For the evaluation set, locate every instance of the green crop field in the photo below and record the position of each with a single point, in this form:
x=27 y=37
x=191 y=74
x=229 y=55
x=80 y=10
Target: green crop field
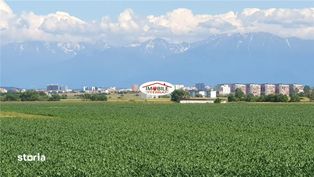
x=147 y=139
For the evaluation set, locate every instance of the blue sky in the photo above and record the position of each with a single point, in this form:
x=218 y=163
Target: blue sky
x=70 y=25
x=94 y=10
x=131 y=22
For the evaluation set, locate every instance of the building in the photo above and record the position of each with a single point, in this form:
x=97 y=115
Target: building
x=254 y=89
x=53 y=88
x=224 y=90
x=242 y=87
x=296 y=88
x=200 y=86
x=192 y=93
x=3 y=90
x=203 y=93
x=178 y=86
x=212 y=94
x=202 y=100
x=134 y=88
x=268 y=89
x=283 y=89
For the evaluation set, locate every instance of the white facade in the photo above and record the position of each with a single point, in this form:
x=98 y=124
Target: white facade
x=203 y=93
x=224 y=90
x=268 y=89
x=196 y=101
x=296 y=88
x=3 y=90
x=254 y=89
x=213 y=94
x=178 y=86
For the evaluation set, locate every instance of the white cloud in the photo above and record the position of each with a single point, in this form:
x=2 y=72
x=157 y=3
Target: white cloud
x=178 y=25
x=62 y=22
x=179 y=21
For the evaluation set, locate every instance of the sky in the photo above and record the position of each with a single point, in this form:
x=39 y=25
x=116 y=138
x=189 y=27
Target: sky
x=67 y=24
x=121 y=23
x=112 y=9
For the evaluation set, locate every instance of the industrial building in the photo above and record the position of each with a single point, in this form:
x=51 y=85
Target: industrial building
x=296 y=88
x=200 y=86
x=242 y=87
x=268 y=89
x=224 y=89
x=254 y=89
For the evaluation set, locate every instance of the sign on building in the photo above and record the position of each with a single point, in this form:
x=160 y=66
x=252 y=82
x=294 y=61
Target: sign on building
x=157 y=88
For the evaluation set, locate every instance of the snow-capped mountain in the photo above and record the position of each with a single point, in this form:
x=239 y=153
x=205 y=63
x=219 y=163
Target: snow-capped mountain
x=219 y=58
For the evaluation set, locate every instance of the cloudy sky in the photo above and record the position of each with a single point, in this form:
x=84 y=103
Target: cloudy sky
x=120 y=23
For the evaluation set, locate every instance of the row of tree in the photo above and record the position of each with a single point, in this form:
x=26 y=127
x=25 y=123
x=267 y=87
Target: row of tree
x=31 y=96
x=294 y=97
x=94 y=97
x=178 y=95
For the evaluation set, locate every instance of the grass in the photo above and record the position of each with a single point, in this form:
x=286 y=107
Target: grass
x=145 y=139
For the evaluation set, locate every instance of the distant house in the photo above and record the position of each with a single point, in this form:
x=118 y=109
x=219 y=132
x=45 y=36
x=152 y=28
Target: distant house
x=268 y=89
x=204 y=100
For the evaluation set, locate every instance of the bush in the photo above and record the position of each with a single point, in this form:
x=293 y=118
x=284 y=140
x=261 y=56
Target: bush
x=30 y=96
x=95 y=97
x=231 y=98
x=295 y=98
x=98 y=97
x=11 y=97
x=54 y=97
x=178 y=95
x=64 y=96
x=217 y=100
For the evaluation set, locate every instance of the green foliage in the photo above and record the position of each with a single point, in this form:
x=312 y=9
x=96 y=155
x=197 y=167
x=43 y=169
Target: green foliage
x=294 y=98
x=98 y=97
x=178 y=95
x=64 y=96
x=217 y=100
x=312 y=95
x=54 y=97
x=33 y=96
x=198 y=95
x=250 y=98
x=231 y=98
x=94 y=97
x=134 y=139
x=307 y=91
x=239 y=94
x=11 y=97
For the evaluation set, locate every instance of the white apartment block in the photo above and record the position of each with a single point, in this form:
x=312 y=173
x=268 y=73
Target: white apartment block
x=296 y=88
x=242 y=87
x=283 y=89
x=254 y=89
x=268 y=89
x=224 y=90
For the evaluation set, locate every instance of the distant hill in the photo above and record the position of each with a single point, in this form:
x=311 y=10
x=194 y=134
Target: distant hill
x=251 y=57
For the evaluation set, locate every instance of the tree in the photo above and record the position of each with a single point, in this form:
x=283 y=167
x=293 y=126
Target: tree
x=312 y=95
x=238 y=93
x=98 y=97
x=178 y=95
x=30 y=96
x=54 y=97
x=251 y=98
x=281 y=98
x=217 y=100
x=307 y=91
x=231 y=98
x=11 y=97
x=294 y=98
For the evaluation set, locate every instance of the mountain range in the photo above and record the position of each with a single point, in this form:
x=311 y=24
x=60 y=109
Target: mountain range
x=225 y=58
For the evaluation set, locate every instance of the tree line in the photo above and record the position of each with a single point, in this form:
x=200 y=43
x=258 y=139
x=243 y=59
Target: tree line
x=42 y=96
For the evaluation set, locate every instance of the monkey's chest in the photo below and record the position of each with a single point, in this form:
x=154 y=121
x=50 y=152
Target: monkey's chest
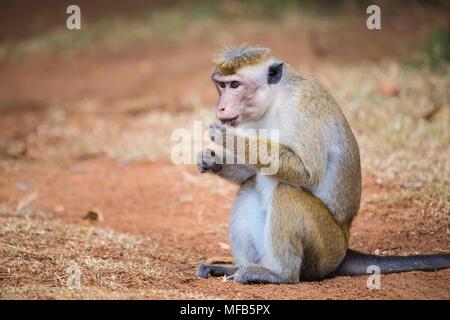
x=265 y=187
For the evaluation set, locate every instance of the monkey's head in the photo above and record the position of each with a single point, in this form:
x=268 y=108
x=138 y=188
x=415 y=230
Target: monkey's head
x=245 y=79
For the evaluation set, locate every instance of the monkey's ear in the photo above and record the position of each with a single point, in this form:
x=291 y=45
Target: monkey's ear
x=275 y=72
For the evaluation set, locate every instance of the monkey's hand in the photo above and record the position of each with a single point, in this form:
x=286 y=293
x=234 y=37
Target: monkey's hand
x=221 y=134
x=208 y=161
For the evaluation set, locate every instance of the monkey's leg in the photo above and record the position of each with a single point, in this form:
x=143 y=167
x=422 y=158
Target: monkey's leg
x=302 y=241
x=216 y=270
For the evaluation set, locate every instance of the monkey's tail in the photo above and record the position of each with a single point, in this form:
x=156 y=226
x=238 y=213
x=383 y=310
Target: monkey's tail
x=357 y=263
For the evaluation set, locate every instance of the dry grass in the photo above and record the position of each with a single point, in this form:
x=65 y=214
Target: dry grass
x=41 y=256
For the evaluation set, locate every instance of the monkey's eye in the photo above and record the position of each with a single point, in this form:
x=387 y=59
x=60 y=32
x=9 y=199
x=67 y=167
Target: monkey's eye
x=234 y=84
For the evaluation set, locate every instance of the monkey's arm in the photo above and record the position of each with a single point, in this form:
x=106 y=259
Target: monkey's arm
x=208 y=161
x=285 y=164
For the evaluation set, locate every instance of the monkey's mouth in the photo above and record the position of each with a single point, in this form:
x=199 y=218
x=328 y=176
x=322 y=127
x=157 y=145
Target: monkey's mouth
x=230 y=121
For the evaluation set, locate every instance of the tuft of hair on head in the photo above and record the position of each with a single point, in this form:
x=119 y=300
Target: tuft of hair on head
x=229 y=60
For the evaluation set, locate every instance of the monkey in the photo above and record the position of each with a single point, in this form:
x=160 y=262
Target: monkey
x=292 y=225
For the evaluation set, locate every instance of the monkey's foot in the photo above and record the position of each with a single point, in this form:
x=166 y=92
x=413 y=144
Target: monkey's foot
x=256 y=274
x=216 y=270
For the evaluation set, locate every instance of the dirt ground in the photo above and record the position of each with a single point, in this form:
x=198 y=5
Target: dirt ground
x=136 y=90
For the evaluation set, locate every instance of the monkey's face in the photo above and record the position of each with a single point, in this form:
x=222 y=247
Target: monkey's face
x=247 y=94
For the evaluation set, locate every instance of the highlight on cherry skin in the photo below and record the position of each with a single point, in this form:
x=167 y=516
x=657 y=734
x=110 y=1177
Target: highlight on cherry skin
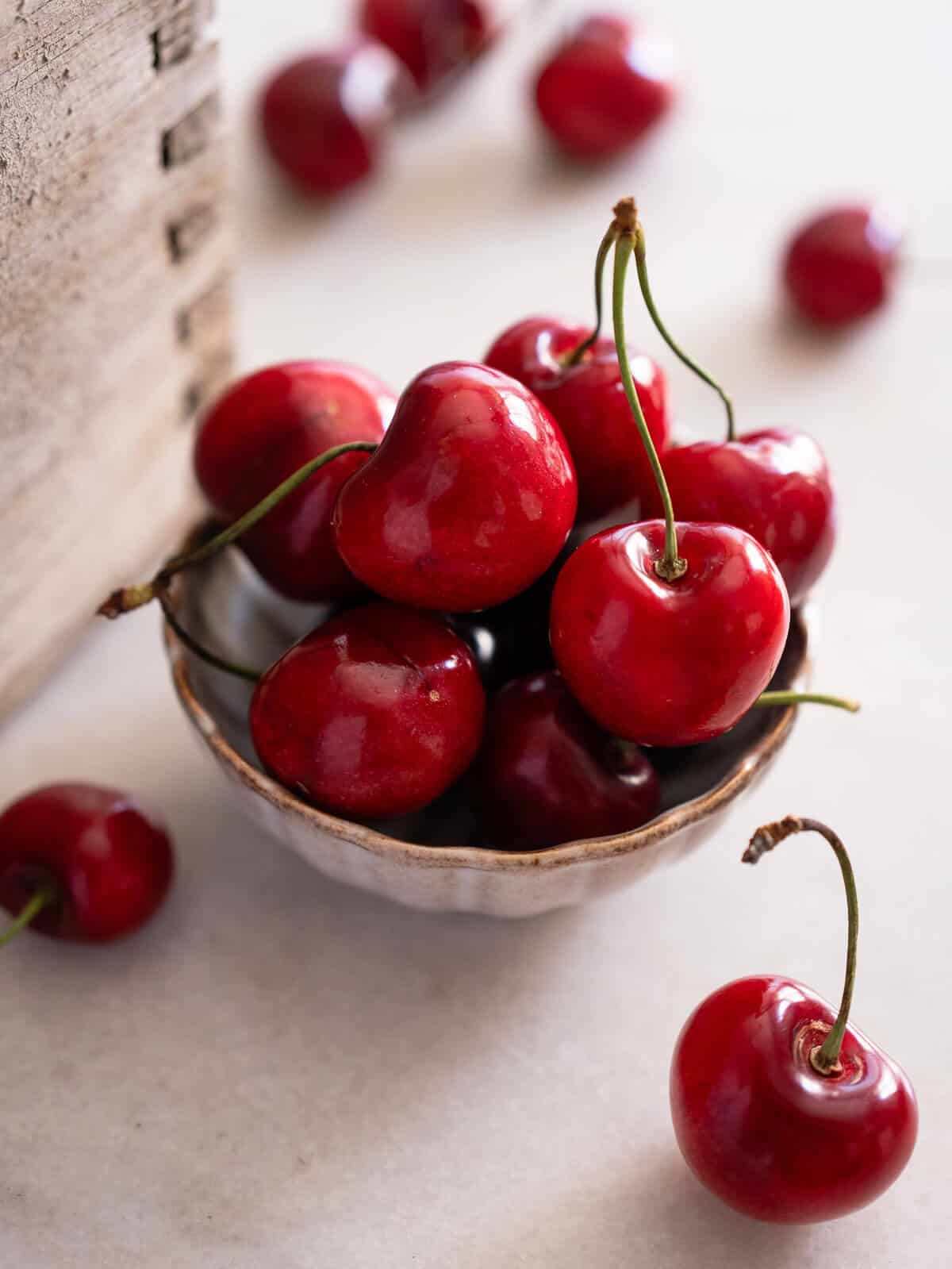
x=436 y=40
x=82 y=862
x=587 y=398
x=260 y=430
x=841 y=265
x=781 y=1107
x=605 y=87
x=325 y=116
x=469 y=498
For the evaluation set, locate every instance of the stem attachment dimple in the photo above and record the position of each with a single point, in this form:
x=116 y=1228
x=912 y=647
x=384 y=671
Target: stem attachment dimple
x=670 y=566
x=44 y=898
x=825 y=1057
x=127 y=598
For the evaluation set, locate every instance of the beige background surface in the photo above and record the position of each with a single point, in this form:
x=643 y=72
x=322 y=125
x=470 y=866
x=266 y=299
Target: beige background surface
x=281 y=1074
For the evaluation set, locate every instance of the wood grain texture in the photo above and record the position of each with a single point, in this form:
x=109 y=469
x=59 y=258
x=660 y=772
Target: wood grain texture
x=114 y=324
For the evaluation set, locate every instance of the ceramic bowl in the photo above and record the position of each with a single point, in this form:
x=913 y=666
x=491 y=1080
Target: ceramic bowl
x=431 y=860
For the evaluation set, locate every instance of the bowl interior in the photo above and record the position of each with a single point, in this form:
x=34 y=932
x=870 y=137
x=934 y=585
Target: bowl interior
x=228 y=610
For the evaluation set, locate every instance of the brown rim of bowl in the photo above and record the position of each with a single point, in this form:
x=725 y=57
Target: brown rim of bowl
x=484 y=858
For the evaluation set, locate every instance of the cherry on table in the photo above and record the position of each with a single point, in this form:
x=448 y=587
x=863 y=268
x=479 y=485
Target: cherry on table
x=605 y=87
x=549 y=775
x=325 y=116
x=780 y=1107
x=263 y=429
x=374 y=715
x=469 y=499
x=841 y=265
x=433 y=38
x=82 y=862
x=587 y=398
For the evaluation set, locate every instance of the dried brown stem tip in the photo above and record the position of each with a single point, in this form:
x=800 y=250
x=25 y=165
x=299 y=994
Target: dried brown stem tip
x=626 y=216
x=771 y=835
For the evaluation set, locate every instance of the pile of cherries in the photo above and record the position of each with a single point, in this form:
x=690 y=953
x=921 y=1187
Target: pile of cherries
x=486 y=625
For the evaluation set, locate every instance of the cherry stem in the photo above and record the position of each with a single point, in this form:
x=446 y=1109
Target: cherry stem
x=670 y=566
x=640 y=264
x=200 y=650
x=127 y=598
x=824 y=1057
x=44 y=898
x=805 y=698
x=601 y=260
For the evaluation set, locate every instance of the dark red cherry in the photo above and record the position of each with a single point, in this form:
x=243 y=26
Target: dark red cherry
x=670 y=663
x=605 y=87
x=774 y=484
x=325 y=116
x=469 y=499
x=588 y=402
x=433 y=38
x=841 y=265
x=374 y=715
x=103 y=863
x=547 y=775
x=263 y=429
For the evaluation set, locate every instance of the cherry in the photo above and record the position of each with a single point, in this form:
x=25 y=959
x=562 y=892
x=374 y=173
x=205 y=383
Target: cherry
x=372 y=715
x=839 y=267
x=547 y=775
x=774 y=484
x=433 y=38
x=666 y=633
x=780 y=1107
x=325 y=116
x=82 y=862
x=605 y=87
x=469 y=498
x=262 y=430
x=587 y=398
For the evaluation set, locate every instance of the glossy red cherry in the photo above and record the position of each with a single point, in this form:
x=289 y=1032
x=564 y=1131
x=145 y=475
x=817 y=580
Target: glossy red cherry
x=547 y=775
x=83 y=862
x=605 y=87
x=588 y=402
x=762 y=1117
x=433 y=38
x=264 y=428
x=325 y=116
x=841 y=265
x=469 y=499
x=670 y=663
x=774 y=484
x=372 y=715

# Instruction
Give everything in the listing above, from the line containing "the monkey's tail" down to the line containing "x=292 y=225", as a JSON list of strings with one string per line. Include both of those lines and leave out any blank lines.

# Response to this task
[
  "For the evaluation set, locate every instance of the monkey's tail in the photo above and record the position of each with a single point, in this form:",
  "x=156 y=226",
  "x=238 y=213",
  "x=383 y=310",
  "Target: monkey's tail",
  "x=357 y=263",
  "For the evaluation set, locate every instance of the dry grass in the photo above and record the position of each with a single point, in this form:",
  "x=65 y=214",
  "Target: dry grass",
  "x=41 y=256",
  "For the evaluation set, locate every instance of the monkey's eye in the photo above and record the position of each with a single point, in this form:",
  "x=387 y=59",
  "x=60 y=32",
  "x=9 y=199",
  "x=67 y=167",
  "Target: monkey's eye",
  "x=234 y=84",
  "For the evaluation set, locate every instance of the monkey's arm in the photo above and record the position of each with a single point, in this form:",
  "x=106 y=259",
  "Target: monkey's arm",
  "x=208 y=161",
  "x=285 y=164",
  "For the evaluation set, locate every instance of the monkey's mouth in the photo above and record the position of each with a single point, in this form:",
  "x=199 y=218",
  "x=328 y=176",
  "x=322 y=127",
  "x=157 y=145",
  "Target: monkey's mouth",
  "x=230 y=121",
  "For the evaluation set, locate every instance of the tuft of hair on head in the photo above and record the position of each with a single point, in this form:",
  "x=119 y=300",
  "Target: tuft of hair on head",
  "x=229 y=60",
  "For the evaluation set, locate every instance of the monkey in the photo above and record the position of each with a single point, in this form:",
  "x=160 y=262",
  "Target: monkey",
  "x=292 y=225"
]